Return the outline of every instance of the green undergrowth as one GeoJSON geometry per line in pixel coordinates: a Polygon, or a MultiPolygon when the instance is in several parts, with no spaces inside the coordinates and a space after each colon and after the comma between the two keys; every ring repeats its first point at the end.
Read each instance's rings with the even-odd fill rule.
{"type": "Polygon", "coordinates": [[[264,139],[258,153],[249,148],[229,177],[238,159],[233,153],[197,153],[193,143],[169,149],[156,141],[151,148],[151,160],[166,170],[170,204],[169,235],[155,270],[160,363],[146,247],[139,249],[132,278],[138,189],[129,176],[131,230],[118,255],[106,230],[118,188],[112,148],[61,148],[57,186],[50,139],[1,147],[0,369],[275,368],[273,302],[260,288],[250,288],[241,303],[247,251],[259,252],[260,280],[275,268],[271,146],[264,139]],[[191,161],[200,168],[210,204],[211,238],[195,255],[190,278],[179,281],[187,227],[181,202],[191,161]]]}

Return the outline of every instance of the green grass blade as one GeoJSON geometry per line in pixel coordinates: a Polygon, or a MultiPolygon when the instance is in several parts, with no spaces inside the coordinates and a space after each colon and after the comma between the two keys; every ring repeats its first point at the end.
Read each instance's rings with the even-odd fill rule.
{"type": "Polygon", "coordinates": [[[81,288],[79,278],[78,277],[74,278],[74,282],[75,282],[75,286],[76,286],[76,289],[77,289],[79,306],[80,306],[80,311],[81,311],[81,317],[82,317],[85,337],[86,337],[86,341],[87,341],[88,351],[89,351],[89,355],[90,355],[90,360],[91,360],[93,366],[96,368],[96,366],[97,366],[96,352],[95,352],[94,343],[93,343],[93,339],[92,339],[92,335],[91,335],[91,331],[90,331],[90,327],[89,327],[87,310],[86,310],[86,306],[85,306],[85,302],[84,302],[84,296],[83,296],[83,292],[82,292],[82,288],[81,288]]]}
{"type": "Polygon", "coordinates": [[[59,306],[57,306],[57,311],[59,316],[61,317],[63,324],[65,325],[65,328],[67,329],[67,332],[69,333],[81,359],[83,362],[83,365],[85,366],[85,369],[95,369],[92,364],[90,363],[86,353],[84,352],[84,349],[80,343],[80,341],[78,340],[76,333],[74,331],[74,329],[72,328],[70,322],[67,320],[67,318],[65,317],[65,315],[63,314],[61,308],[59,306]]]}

________________________________________

# Assignment:
Scan the listing above. Gather each line that contains the word "GeoJSON".

# Task result:
Return the outline of every instance of the green undergrowth as one GeoJSON geometry per line in pixel coordinates: a Polygon, or a MultiPolygon when the instance is in several parts, with no spaces inside the coordinates and a space after each colon and after the comma between the two keys; every ring repeats its first point at the end.
Return the outline of every instance of the green grass blade as one GeoJSON geometry per line in pixel coordinates: a Polygon, or a MultiPolygon when the instance is in several parts, with no spaces inside the coordinates and a space after each colon and after the comma between the two keys; every ring repeats its first point at the end.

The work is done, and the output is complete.